>> Start
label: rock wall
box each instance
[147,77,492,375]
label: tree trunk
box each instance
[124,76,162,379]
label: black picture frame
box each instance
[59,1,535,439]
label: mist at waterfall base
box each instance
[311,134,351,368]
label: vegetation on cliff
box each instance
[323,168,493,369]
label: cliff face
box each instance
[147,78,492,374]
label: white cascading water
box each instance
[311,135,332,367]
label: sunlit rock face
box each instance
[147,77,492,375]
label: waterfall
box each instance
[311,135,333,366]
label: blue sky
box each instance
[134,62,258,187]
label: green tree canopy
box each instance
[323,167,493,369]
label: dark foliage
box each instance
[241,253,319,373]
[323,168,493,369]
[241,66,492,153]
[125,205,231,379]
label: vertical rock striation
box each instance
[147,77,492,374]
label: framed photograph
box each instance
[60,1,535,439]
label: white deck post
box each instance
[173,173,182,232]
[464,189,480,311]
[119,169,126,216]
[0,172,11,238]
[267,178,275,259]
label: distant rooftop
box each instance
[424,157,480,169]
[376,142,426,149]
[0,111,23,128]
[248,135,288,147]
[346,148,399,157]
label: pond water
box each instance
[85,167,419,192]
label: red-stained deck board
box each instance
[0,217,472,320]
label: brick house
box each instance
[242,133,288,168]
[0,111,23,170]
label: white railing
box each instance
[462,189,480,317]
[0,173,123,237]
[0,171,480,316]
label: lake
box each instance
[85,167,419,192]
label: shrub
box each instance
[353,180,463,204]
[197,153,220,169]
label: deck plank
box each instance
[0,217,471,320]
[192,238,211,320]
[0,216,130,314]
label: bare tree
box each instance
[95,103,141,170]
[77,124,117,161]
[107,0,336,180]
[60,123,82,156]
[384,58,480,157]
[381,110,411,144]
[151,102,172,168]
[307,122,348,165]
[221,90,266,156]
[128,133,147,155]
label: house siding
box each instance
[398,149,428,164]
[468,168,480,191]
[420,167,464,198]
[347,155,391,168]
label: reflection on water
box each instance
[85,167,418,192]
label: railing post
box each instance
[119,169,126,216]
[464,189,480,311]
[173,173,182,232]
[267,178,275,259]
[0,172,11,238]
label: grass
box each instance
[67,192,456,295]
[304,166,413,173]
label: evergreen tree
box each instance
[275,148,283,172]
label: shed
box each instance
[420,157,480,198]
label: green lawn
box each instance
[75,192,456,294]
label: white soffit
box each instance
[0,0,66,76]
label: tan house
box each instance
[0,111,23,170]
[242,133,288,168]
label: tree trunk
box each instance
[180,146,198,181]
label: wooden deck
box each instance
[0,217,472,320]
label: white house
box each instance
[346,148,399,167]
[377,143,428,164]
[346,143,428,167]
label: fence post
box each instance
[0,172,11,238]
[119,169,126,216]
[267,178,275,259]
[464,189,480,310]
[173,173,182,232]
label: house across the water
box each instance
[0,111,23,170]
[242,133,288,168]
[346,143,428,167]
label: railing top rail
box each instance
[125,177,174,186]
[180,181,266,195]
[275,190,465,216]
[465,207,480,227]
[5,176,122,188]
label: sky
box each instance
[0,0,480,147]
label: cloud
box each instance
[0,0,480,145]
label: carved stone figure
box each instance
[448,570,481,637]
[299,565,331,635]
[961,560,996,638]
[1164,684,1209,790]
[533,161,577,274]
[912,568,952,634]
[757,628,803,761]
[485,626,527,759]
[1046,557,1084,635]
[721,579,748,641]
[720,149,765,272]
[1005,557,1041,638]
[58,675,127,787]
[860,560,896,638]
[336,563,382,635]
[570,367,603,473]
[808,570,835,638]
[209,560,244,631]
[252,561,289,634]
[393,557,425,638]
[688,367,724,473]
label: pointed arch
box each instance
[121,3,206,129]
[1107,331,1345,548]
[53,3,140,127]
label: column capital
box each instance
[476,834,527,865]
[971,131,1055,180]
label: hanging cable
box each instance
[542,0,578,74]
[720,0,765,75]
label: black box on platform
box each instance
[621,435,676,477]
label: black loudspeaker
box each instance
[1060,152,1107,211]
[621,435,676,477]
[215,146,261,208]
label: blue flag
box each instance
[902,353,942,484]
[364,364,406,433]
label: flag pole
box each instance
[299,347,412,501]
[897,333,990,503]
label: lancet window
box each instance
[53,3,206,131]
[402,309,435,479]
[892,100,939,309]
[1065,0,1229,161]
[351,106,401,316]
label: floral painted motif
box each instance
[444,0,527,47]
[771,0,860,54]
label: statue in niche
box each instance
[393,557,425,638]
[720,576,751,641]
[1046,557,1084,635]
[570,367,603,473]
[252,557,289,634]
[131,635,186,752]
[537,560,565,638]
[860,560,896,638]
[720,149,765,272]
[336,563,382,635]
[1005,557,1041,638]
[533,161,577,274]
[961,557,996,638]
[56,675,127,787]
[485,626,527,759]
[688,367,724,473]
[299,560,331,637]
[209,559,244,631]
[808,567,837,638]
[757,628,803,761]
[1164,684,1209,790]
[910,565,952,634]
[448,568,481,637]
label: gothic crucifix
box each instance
>> End
■ **Exercise aim**: Transcribe all of the records above word for word, changing nothing.

■ **Full response**:
label: rock wall
box each instance
[147,77,492,375]
label: tree trunk
box each instance
[124,76,162,379]
label: black picture frame
box each instance
[59,1,535,439]
label: mist at waterfall base
box each instance
[311,134,351,368]
label: vegetation on cliff
box each instance
[323,168,493,369]
label: cliff face
box each instance
[147,78,492,374]
label: white cascading water
box each instance
[311,135,332,367]
label: sunlit rock face
box each instance
[147,77,492,375]
label: waterfall
box each instance
[311,135,333,366]
label: blue sky
box each instance
[134,62,258,187]
label: green tree canopy
box each instance
[323,167,493,369]
label: dark foliage
box each instance
[241,253,319,373]
[323,168,493,369]
[241,66,492,153]
[125,205,231,379]
label: vertical rock striation
box each instance
[147,77,492,374]
label: framed photograph
box each instance
[60,1,535,439]
label: white deck post
box each instance
[173,173,182,232]
[464,189,480,311]
[119,169,126,216]
[0,172,11,238]
[267,178,275,259]
label: distant rooftop
box each instance
[424,157,480,169]
[376,142,426,149]
[0,111,23,128]
[248,135,288,147]
[346,148,399,157]
label: pond water
box each instance
[85,167,419,192]
label: red-stained deck board
box each instance
[0,217,472,320]
label: brick house
box each instance
[242,133,288,168]
[0,111,23,170]
label: white railing
box each instance
[462,189,480,317]
[0,173,123,237]
[0,171,480,316]
label: lake
box each instance
[85,167,419,192]
label: shrub
box each instance
[353,180,463,204]
[197,153,220,169]
label: deck plank
box each instance
[0,217,471,320]
[192,238,211,320]
[0,216,130,314]
label: bare tree
box each instance
[95,103,141,170]
[77,124,117,161]
[107,0,336,180]
[60,123,82,156]
[384,58,480,157]
[381,110,411,144]
[151,102,172,168]
[307,122,348,165]
[221,90,266,156]
[128,133,147,155]
label: house siding
box each instance
[398,149,428,164]
[468,168,480,191]
[420,167,464,198]
[347,155,391,168]
label: reflection on water
box each instance
[85,167,418,192]
label: railing post
box each instance
[119,169,126,216]
[464,189,480,311]
[173,173,182,232]
[267,178,275,259]
[0,172,11,238]
label: grass
box each instance
[67,192,456,295]
[304,166,413,173]
label: evergreen tree
box each instance
[275,148,283,172]
label: shed
box each instance
[420,157,480,198]
label: green lawn
box each instance
[75,192,456,294]
label: white soffit
box each instance
[0,0,66,76]
label: tan house
box each instance
[0,111,23,170]
[242,133,288,168]
label: tree trunk
box each instance
[180,146,198,181]
label: wooden deck
box each instance
[0,217,472,320]
label: white house
box each instance
[346,148,399,167]
[377,143,428,164]
[346,143,428,167]
label: fence post
box each instance
[0,172,11,238]
[119,169,126,216]
[267,178,275,259]
[464,189,480,310]
[173,173,182,232]
label: house across the water
box each instance
[0,111,23,170]
[242,133,288,168]
[346,143,428,167]
label: railing top rail
box each instance
[125,177,174,186]
[180,181,266,195]
[275,190,465,216]
[465,207,480,227]
[5,176,122,188]
label: sky
box each instance
[0,0,480,147]
label: cloud
box each instance
[0,0,480,145]
label: carved stone figure
box each instance
[448,570,481,637]
[299,565,331,635]
[961,560,996,638]
[1164,684,1209,790]
[533,161,577,274]
[912,568,952,634]
[757,628,803,761]
[485,626,527,759]
[1046,557,1084,635]
[721,579,748,641]
[720,149,765,272]
[1005,557,1041,638]
[58,675,127,787]
[860,560,896,638]
[336,563,382,635]
[570,367,603,473]
[808,570,835,638]
[209,560,244,631]
[252,561,289,634]
[393,557,425,638]
[688,367,724,473]
label: pointed arch
box each instance
[121,3,206,129]
[1107,331,1345,548]
[53,3,140,127]
label: column capital
box each instance
[476,834,527,865]
[971,131,1055,180]
label: hanging cable
box each instance
[542,0,578,74]
[720,0,765,75]
label: black box on platform
box each instance
[621,435,676,477]
label: black loudspeaker
box each instance
[1060,152,1107,211]
[621,435,676,477]
[215,146,261,208]
label: blue flag
box each instance
[902,353,942,484]
[364,364,406,433]
label: flag pole
box each instance
[299,347,412,501]
[897,333,990,503]
label: lancet window
box each instance
[53,3,206,131]
[402,309,435,479]
[892,100,939,309]
[1065,0,1229,161]
[351,106,401,316]
label: floral painted motif
box each instance
[444,0,527,47]
[771,0,860,54]
label: statue in niche
box each instance
[393,557,425,638]
[720,576,751,641]
[1046,557,1084,635]
[570,367,603,473]
[252,557,289,634]
[131,635,186,752]
[537,560,565,638]
[860,560,896,638]
[720,149,765,272]
[336,563,382,635]
[1005,557,1041,638]
[533,161,577,274]
[961,557,996,638]
[56,675,127,787]
[485,626,527,759]
[688,367,724,473]
[299,560,331,637]
[209,559,244,631]
[808,567,837,638]
[757,628,803,761]
[1164,684,1209,790]
[910,565,952,634]
[448,568,481,637]
label: gothic crucifix
box each instance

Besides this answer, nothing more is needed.